> PROVIDED TEXT:
'''
# Week 2 (K-means, K-medoids, Gaussian Mixtures)

This week we are going to work with K-means, K-medoids, and Gaussian Mixtures.

In [1]:
%matplotlib inline
import matplotlib.pyplot as plt
import numpy as np
from scipy.stats import norm

# Local imports (used for the last optional exercise.)
import math
import itertools
import sys
sys.path.append(".")
from utilities.load_data import load_iris, load_iris_PC, index_to_feature

## Exercise 1: Warmup
Please provide a brief description of what characterises 
1. Clustering as a task 
2. Representative-based clustering as a clustering approach 

## Exercise 2: Practical K-means
Given the following points: 2, 4, 10, 12, 3, 20, 30, 11, 25. Assume $k=3$, and that we randomly pick the initial means $\mu_1=2$, $ \mu_2=4$ and $\mu_3=6$. Show the clusters obtained using K-means algorithm after one iteration, and show the new means for the next iteration.

In [None]:
# You can use python if you want, but it is not required!
'''
> GIVEN INFORMATION:
'''
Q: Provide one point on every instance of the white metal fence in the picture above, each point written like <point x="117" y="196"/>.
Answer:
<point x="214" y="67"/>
'''
> TASK REQUIREMENTS:
[a] In the K-means notebook, what initial means does Exercise 2 pick?
[b] Copy the K-means notebook from "## Exercise 2: Practical" up to and including "is not required!".

> RESULTS FOR EACH TASK:
[a] μ₁ = 2, μ₂ = 4, and μ₃ = 6.

[b]
## Exercise 2: Practical K-means
Given the following points: 2, 4, 10, 12, 3, 20, 30, 11, 25. Assume $k=3$, and that we randomly pick the initial means $\mu_1=2$, $ \mu_2=4$ and $\mu_3=6$. Show the clusters obtained using K-means algorithm after one iteration, and show the new means for the next iteration.

In [None]:
# You can use python if you want, but it is not required!